= Exercise =
Print the full text about Frederick McCubbin's painting A bush burial, word for word and unchanged.

= Reading text =
Painting by Frederick McCubbin

A bush burial (earlier known as The last of the pioneers) is an 1890 painting by the Australian artist Frederick McCubbin. The painting depicts a burial attended by a small group - an older man reading from a book, a younger man with a dog, and a woman and child. The relationships between the figures is unclear and its ambiguity and sentimental nature has seen the work described as a frontier example of the Victorian-era problem pictures. From the time the painting was shown at the Victorian Artists Society Winter Exhibition in 1890, there has been differing opinions on the story told by the work with "the critic for Table Talk magazine writ[ing] that the woman is newly widowed. In The Argus, she is the grief-stricken mother of a dead child." The Age referred to the "deceased, doubtless the wife of the grey-haired old man reading the service." The burial itself also refers to the memento mori tradition.

Like Dutch vanitas pictures of the 17th century – with their skulls and snuffed candles, and fruit and flowers past their use-by date – McCubbin is reminding the viewer of the inevitability of death. You can almost hear the words being read over the grave: “Earth to earth, ashes to ashes, dust to dust.

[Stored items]
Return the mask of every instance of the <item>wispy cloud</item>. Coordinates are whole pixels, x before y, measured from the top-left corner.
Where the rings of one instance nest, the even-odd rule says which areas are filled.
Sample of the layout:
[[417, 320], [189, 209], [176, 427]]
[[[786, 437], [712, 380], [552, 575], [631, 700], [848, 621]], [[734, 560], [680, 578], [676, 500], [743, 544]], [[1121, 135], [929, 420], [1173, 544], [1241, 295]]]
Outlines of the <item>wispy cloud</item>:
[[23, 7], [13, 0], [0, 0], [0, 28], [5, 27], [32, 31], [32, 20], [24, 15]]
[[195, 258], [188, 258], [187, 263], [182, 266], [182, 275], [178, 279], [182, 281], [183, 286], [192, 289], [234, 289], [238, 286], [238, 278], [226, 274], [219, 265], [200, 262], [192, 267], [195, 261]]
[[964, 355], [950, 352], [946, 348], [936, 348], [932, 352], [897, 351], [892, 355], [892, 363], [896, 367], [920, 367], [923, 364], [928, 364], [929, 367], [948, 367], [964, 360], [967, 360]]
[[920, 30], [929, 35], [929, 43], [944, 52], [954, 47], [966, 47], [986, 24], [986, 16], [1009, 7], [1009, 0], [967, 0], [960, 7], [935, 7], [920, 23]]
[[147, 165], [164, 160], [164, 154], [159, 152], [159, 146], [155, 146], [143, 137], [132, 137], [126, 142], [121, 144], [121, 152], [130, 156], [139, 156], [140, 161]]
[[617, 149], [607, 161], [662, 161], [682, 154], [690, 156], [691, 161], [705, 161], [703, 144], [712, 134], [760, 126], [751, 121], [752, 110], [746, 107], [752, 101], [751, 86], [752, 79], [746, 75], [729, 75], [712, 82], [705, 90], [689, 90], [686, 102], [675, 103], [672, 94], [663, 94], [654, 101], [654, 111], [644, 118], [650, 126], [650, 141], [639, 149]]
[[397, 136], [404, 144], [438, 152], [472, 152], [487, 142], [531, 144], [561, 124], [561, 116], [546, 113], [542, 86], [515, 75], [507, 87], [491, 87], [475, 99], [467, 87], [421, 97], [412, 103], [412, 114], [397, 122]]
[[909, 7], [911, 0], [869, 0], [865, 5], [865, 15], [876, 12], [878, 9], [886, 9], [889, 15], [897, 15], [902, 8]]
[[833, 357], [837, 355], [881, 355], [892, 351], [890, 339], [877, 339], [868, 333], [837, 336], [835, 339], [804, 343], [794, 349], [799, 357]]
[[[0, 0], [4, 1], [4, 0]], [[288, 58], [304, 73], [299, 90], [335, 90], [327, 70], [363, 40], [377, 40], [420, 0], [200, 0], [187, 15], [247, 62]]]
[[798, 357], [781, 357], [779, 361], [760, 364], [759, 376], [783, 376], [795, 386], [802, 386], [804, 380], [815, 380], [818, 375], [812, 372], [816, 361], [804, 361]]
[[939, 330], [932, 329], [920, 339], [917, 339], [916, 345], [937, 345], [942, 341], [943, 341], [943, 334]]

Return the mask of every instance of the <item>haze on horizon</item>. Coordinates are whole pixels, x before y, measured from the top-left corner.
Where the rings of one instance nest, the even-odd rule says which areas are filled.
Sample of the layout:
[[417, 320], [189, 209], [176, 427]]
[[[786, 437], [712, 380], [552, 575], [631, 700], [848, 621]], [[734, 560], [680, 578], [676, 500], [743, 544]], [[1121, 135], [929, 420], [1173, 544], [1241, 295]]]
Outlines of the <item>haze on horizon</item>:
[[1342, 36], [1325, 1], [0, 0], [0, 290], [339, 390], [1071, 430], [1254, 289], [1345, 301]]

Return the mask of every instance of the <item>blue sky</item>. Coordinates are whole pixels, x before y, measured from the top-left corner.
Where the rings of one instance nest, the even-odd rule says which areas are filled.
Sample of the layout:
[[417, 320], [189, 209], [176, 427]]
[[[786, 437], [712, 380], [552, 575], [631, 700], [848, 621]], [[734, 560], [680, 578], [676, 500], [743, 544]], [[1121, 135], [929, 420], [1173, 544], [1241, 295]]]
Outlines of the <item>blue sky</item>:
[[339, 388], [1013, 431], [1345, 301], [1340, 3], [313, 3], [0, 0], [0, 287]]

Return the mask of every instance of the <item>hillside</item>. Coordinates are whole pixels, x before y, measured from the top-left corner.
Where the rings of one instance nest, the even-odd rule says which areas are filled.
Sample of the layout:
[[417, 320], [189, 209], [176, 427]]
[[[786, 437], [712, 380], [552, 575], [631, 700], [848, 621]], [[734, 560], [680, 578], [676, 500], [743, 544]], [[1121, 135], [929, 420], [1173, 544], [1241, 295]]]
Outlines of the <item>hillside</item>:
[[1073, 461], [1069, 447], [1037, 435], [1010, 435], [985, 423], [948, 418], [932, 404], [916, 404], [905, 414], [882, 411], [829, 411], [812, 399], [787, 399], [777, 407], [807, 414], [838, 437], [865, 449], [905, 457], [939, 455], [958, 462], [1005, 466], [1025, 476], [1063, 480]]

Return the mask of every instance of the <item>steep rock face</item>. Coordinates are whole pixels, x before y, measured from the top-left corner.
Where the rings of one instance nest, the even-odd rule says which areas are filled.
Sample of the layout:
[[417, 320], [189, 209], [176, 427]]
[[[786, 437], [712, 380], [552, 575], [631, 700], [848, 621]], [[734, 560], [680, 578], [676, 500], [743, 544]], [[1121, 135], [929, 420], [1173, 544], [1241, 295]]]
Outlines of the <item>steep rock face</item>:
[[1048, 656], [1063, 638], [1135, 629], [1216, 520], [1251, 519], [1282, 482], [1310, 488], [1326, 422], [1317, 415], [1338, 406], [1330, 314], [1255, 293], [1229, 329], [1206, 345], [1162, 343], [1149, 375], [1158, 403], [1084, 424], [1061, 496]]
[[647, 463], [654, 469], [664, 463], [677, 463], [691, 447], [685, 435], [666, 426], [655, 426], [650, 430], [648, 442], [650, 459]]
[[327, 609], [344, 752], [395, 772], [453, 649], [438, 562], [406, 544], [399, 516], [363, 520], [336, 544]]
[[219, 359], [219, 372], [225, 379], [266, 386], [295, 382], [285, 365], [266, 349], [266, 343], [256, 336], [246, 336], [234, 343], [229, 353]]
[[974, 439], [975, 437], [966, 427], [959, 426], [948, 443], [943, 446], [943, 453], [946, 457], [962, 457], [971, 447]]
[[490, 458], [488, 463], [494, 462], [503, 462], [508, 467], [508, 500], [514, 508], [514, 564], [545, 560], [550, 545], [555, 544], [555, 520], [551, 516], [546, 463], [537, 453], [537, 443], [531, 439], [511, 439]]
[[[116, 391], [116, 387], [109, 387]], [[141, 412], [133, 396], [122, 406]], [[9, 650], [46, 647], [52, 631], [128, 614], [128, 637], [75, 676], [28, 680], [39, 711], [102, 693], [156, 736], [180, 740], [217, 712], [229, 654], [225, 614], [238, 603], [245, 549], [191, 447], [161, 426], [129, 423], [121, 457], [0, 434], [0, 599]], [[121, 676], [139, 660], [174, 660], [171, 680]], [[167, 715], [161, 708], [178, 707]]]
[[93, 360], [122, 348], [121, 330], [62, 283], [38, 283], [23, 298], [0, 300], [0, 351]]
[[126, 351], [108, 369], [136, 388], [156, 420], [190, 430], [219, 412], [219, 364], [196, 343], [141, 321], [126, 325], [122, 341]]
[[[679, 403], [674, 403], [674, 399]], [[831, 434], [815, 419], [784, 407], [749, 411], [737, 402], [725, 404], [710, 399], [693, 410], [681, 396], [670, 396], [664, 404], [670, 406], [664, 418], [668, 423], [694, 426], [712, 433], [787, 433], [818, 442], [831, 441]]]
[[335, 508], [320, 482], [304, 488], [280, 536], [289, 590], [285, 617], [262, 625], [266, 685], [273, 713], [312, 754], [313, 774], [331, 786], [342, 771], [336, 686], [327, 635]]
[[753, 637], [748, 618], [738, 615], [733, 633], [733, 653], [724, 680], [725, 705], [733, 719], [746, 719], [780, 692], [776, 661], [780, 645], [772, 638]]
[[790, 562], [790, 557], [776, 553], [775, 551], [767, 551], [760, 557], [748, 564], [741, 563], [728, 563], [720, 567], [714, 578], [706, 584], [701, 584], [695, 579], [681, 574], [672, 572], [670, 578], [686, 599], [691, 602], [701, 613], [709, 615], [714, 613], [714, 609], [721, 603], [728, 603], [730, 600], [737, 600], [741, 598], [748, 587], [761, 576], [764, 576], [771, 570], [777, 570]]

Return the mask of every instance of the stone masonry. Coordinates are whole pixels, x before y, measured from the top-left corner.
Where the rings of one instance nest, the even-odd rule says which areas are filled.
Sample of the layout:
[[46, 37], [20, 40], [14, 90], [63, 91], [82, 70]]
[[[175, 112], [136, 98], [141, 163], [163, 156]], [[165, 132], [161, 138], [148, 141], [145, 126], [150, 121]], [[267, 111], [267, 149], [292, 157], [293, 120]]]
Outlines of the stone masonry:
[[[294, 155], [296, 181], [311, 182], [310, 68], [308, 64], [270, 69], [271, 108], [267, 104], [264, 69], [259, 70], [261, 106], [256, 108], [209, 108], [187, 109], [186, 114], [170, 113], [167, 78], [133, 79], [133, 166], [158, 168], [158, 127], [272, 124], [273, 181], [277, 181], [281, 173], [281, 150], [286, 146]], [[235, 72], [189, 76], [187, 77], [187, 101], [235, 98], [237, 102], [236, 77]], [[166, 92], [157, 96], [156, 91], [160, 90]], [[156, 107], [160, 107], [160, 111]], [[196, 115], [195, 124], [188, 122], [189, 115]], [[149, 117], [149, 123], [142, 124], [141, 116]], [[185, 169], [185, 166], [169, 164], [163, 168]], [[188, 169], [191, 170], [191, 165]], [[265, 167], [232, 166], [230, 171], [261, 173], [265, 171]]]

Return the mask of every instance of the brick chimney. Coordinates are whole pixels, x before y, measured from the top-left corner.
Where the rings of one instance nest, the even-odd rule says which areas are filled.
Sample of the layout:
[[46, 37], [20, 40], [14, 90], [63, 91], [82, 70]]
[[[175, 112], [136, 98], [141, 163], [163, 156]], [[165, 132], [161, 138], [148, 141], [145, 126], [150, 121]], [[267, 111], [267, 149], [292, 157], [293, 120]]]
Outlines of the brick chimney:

= Solution to this task =
Painting by Frederick McCubbin

A bush burial (earlier known as The last of the pioneers) is an 1890 painting by the Australian artist Frederick McCubbin. The painting depicts a burial attended by a small group - an older man reading from a book, a younger man with a dog, and a woman and child. The relationships between the figures is unclear and its ambiguity and sentimental nature has seen the work described as a frontier example of the Victorian-era problem pictures. From the time the painting was shown at the Victorian Artists Society Winter Exhibition in 1890, there has been differing opinions on the story told by the work with "the critic for Table Talk magazine writ[ing] that the woman is newly widowed. In The Argus, she is the grief-stricken mother of a dead child." The Age referred to the "deceased, doubtless the wife of the grey-haired old man reading the service." The burial itself also refers to the memento mori tradition.

Like Dutch vanitas pictures of the 17th century – with their skulls and snuffed candles, and fruit and flowers past their use-by date – McCubbin is reminding the viewer of the inevitability of death. You can almost hear the words being read over the grave: “Earth to earth, ashes to ashes, dust to dust.